* **Texte cité**
-- -- --

La doctoresse Şebnem Korur Fincancı du TTB a souligné que les conditions de ces prisons sont propices au développement de troubles psychiatriques et d’autres problèmes de santé. Les prisonniers passent jusqu’à 22,5 heures par jour en isolement cellulaire, ce qui s’apparente à une privation sensorielle, entraînant une grave détérioration de leur santé mentale. Elle a également souligné que les détenus sont souvent victimes de mauvais traitements, notamment en se voyant refuser l’accès aux livres ou aux activités de plein air, ce qui exacerbe leur isolement et leur stress.

La doctoresse Sebnem Korur Fincanci, au centre

La surpopulation des prisons turques, avec plus de 329 000 détenus hébergés dans des établissements conçus pour 295 000 personnes, aggrave encore la situation. Malgré les changements législatifs visant à réduire la population carcérale, le nombre de détenus a rapidement augmenté, reflétant les problèmes systémiques persistants au sein du système pénal turc.

-- -- --

* **Données fournies**
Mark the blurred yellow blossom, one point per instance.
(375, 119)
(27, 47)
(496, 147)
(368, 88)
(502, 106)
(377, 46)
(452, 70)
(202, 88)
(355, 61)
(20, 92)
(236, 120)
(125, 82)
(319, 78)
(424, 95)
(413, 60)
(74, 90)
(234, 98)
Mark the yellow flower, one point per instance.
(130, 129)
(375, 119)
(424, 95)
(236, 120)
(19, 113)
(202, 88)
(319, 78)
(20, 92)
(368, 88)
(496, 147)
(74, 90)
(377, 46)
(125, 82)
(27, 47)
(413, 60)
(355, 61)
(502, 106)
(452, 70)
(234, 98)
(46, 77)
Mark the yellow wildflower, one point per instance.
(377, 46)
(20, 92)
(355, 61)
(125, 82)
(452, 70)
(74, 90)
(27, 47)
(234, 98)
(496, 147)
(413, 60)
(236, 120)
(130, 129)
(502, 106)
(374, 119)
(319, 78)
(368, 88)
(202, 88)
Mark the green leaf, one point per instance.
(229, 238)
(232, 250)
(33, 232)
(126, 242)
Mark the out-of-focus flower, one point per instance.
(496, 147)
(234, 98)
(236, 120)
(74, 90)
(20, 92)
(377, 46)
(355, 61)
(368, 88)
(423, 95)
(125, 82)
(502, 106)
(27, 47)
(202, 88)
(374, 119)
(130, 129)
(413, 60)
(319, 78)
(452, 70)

-- -- --

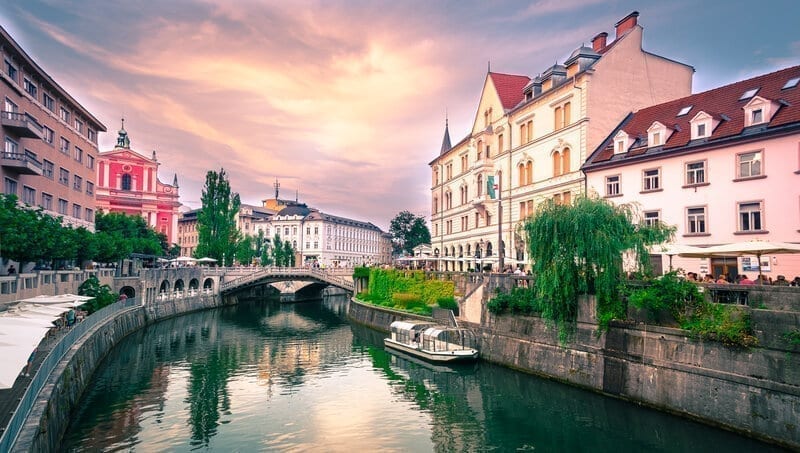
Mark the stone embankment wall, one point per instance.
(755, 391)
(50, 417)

-- -- --

* **Consignes de l'exercice**
a) Repérez dans les enregistrements chaque ligne où figure le mot « instance », puis recopiez ces lignes.
b) Prolongez le texte consacré aux conditions de détention dans les prisons turques, à la suite de sa dernière phrase.

* **Réponses par consigne**
a)
Mark the blurred yellow blossom, one point per instance.
Mark the yellow flower, one point per instance.
Mark the yellow wildflower, one point per instance.
Mark the green leaf, one point per instance.
Mark the out-of-focus flower, one point per instance.
Mark the stone embankment wall, one point per instance.

b)
Les organisations ont exigé que les nouvelles constructions de prisons cessent, que les prisonniers gravement malades soient libérés immédiatement et que l’architecture des prisons existantes soit réformée pour préserver la dignité humaine. Ils ont souligné que l’emprisonnement ne devrait pas être utilisé comme un outil de punition mais plutôt comme un dernier recours, appelant à une refonte du système judiciaire pour l’aligner sur les normes des droits humains.

De nombreux cas de mauvais traitements ont été signalés ces derniers temps dans les prisons turques. Un prisonnier kurde du nom d’Ercan Çakar est décédé dans des circonstances suspectes au milieu d’allégations de torture et de mauvaise conduite en mai, dans la prison de type S d’Iğdır en Turquie, suscitant des appels à une enquête approfondie.

Une semaine auparavant, Senem Eriş, membre du parti pro-kurde pour l’égalité des peuples et la démocratie (DEM), avait été soumise à des fouilles à nu répétées et traînée de force vers un quartier judiciaire après son arrestation à Istanbul, en Turquie, ont rapporté ses avocats.

En mai également, le prisonnier politique kurde Reber Soydan, détenu à l’isolement, est décédé dans des circonstances suspectes dans une prison turque de haute sécurité de type F à Van (Wan). Les autorités affirment qu’il s’est suicidé.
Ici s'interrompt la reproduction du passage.